» **Quoted text**
########################################
Exactly when parity will arrive is a matter of intense argument and speculation, but in some places -- those with lots of sunshine and higher costs for electricity from other sources -- it could come as early as 2015.

Installed global solar capacity was 36 gigawatts at the end of 2010, according to the U.S. Energy Information Agency. By the end of 2020 global capacity will be 20 to 40 times that level -- or 720 to 1,440 gigawatts, consultant McKinsey & Co. projects. Investment banker Piper Jaffray projects growth to a global installed capacity of 800 gigawatts by 2020.

Whoever gets through this winter will make a lot of money come solar spring.

3 ways to buy the trend

So how do you play this as an investor?

I think you've got three choices:

  • You can wait until 2013 or 2014, or perhaps even 2015, to see which companies survive and buy those shares then. That has the advantage of knowing who got shook out during the shakeout and who remains in a position to profit from the turn in the market.
  • You can buy a portfolio now of solar companies that look like they'll be survivors, in the belief that your winners will win big enough to make up for your losers. That's the kind of strategy that investors in high-risk areas such as venture capital pursue. It has the advantage of staking your claims now when prices are depressed, but it has the disadvantage that you could pick a portfolio full of turkeys and miss the upside even though you're diversified.
  • You could combine those two strategies by waiting for the shakeout to progress for a year or two and then buying a portfolio of likely survivors.

I'd vote for No. 3.

But no matter which of the three you decide to pursue, you'll need two things: a method for deciding which companies are likely survivors and a method for deciding which companies will be likely to profit in the transition from solar winter to solar spring. Those are the ones you want to own.
########################################
Return the part of the solar investment text between "Installed global solar" and "gigawatts by 2020.", inclusive. The records that come next are separate material with no connection to the text.

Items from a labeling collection
########################################
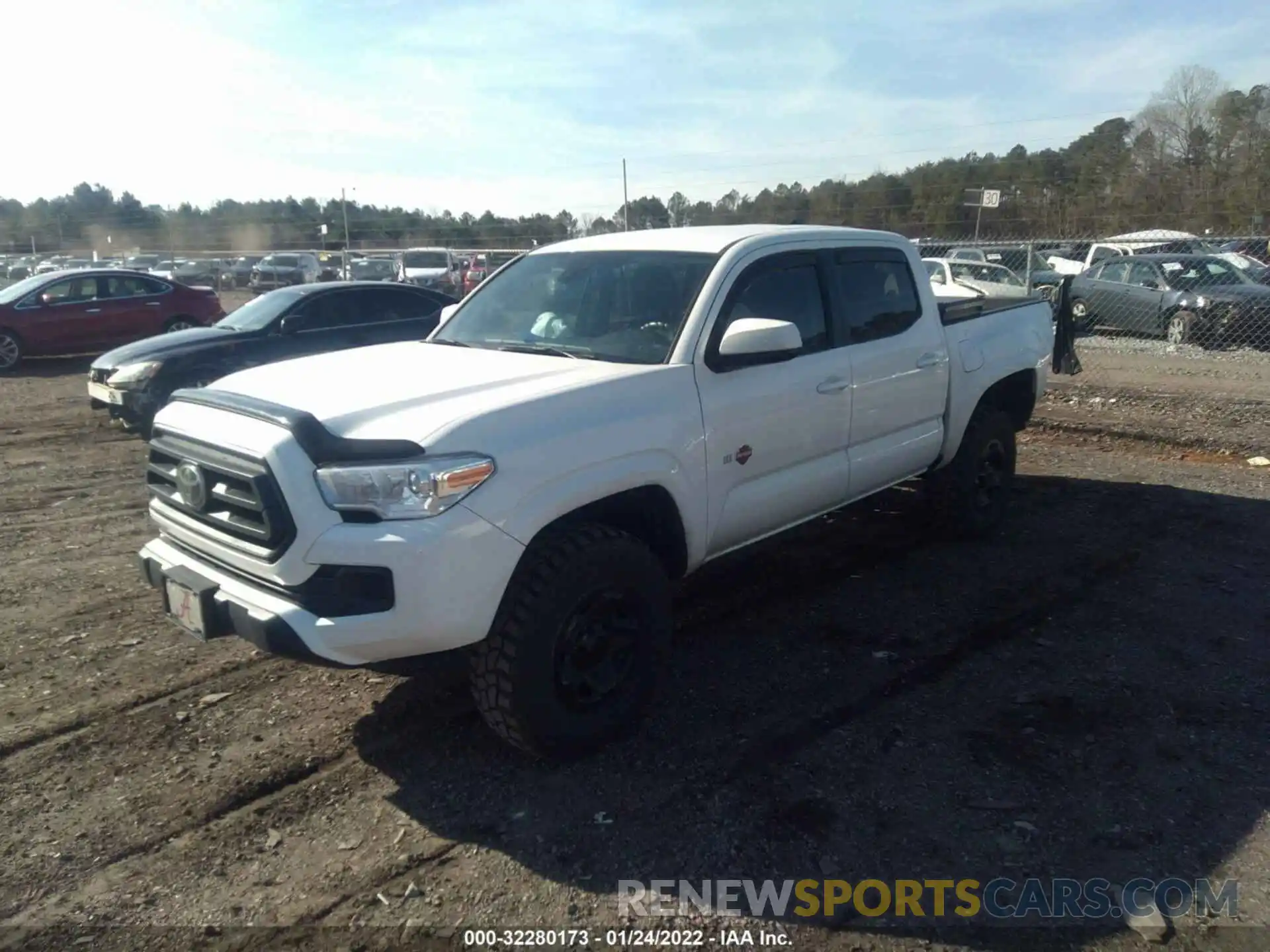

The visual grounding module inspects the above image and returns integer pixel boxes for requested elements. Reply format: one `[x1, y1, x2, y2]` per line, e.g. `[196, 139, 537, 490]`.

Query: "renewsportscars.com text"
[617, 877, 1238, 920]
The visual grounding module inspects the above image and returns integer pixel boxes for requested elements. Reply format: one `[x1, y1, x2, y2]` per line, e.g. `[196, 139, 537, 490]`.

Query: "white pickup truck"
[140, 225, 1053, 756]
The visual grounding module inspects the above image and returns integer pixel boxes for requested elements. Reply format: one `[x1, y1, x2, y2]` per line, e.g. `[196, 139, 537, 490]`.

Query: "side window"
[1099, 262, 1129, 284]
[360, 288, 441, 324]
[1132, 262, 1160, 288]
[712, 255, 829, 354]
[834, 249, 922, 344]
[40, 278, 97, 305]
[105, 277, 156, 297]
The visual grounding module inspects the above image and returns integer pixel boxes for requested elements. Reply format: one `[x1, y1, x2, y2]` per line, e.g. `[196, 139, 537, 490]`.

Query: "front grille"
########################################
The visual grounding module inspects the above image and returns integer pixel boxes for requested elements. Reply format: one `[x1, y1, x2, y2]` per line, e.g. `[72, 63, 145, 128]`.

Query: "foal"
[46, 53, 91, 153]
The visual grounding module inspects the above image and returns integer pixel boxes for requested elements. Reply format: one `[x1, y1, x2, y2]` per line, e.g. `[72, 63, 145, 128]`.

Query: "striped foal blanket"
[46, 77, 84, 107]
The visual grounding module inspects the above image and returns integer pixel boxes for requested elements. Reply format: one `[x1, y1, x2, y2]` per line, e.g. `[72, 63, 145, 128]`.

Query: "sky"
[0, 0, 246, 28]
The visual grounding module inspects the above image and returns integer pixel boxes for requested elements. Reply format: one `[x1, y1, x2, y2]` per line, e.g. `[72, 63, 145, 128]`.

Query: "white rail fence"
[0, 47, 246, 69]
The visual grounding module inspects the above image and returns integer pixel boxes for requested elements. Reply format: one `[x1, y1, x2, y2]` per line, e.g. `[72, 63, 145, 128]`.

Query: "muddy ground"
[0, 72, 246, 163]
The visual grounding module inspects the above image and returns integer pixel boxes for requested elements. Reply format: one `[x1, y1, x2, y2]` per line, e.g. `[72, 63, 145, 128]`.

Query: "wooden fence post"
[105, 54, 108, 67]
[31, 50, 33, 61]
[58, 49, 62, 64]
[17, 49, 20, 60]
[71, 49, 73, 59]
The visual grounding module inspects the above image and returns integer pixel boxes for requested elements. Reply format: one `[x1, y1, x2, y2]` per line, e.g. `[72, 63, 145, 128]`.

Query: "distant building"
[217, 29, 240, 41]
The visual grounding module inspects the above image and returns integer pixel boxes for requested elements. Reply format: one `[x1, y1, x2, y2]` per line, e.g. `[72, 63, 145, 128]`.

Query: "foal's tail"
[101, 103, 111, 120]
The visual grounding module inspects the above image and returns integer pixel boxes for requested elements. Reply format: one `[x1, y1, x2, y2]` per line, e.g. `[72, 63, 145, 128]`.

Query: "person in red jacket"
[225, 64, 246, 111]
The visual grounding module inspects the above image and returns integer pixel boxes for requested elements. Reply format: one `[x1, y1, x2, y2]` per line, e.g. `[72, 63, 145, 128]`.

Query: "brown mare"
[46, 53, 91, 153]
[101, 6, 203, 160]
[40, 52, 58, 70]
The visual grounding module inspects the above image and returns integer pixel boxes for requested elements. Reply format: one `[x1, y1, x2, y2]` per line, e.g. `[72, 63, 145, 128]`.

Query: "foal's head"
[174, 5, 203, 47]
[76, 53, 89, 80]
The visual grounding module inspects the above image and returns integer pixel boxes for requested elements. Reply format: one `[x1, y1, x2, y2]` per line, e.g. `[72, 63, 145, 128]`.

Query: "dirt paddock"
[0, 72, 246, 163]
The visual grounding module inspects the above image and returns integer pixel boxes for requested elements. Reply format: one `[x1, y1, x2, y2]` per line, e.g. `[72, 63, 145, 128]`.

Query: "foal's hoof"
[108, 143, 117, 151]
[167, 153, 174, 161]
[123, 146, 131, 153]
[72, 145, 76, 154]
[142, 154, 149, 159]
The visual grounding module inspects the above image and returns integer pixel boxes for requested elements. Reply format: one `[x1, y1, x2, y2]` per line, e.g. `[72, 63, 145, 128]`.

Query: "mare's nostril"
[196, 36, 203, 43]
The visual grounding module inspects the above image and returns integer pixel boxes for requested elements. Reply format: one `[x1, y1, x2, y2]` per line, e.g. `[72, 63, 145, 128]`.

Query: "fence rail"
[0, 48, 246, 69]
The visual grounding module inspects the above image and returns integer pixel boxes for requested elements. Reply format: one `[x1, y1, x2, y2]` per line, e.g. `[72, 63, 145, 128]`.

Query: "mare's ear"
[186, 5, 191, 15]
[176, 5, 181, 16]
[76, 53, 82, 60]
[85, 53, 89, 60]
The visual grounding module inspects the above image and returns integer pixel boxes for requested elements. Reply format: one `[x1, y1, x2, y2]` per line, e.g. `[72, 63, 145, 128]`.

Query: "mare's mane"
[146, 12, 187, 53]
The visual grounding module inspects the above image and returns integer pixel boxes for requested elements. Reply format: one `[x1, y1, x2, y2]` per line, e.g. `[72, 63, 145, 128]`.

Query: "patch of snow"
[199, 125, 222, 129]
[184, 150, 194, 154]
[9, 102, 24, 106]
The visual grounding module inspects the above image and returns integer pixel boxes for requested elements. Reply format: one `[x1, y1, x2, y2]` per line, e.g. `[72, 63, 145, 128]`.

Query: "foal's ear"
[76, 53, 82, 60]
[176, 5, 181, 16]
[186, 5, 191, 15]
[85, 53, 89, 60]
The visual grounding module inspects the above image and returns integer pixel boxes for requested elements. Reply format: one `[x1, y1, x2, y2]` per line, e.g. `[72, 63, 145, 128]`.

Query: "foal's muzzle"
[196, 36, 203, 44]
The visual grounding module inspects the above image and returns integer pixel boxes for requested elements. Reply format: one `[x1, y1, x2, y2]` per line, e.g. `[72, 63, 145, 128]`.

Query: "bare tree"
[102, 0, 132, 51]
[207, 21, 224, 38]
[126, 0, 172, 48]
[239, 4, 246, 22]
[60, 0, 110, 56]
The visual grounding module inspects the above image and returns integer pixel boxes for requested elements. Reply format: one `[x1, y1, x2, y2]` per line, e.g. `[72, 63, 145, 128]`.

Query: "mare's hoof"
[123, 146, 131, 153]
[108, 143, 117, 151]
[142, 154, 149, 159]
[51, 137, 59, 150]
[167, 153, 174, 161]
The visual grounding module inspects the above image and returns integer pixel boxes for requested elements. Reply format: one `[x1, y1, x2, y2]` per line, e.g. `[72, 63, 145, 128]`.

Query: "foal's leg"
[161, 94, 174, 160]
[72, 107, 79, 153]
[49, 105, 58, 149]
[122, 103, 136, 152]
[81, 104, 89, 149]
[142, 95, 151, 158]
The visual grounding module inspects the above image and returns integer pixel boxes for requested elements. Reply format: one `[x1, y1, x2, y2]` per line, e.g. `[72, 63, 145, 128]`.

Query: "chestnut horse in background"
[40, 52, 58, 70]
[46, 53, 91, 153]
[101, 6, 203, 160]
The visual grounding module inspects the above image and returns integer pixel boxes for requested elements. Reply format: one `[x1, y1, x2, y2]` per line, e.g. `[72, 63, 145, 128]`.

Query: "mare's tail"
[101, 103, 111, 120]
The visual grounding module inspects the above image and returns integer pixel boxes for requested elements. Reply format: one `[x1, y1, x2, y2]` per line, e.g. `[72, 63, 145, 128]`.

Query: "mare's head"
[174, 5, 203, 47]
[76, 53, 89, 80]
########################################
» **Solution below**
Installed global solar capacity was 36 gigawatts at the end of 2010, according to the U.S. Energy Information Agency. By the end of 2020 global capacity will be 20 to 40 times that level -- or 720 to 1,440 gigawatts, consultant McKinsey & Co. projects. Investment banker Piper Jaffray projects growth to a global installed capacity of 800 gigawatts by 2020.